PASSAGE PROVIDED START

New building to bring UCD vet med researchers together
An artist's rendering depicts the new $58.5 million UC Davis veterinary medicine building, dubbed Research Facility 3B. Courtesy sketch
With help from a gust of wind, a duck-tolling retriever named Kefi tugged the cloth from a sign marking a new UC Davis veterinary medicine building on Friday.
When finished in December 2012, the $58.5 million building, dubbed Research Facility 3B, will stand four stories high and measure 76,000 square feet.
It “will provide modern, innovative research facilities and a platform for the School of Veterinary Medicine to continue rising to even greater heights,” Chancellor Linda Katehi told about 100 people at a ceremonial groundbreaking.
Inside the new building, about 50 faculty members, some 40 faculty-student research teams and support staff will further delve into, among other areas, pet and human nutrition; neural diseases, like autism; and the link between human and animal disease.
It also will house extension specialists, biosecurity programs and food-safety monitoring and diagnostic systems.
“(There’s) excitement about the opportunities,” said Dean Bennie Osburn of the school, which ranked behind only Cornell University in the most recent U.S. News and World Report rankings. “Our faculty are well-poised and in many respects are on the leading edge in these different areas.

PASSAGE PROVIDED END
RECORDED INFORMATION START

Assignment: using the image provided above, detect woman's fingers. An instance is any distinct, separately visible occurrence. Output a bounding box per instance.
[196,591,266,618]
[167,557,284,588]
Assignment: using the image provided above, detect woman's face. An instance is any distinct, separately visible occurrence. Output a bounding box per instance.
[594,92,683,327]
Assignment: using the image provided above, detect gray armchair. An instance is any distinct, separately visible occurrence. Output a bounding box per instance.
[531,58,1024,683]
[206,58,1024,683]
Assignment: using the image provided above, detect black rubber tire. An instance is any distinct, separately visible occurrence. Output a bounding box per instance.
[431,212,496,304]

RECORDED INFORMATION END

TASK TO CARRY OUT -> Reproduce the full article about the new UC Davis veterinary medicine research building verbatim.

ANSWER SECTION ->
New building to bring UCD vet med researchers together
An artist's rendering depicts the new $58.5 million UC Davis veterinary medicine building, dubbed Research Facility 3B. Courtesy sketch
With help from a gust of wind, a duck-tolling retriever named Kefi tugged the cloth from a sign marking a new UC Davis veterinary medicine building on Friday.
When finished in December 2012, the $58.5 million building, dubbed Research Facility 3B, will stand four stories high and measure 76,000 square feet.
It “will provide modern, innovative research facilities and a platform for the School of Veterinary Medicine to continue rising to even greater heights,” Chancellor Linda Katehi told about 100 people at a ceremonial groundbreaking.
Inside the new building, about 50 faculty members, some 40 faculty-student research teams and support staff will further delve into, among other areas, pet and human nutrition; neural diseases, like autism; and the link between human and animal disease.
It also will house extension specialists, biosecurity programs and food-safety monitoring and diagnostic systems.
“(There’s) excitement about the opportunities,” said Dean Bennie Osburn of the school, which ranked behind only Cornell University in the most recent U.S. News and World Report rankings. “Our faculty are well-poised and in many respects are on the leading edge in these different areas.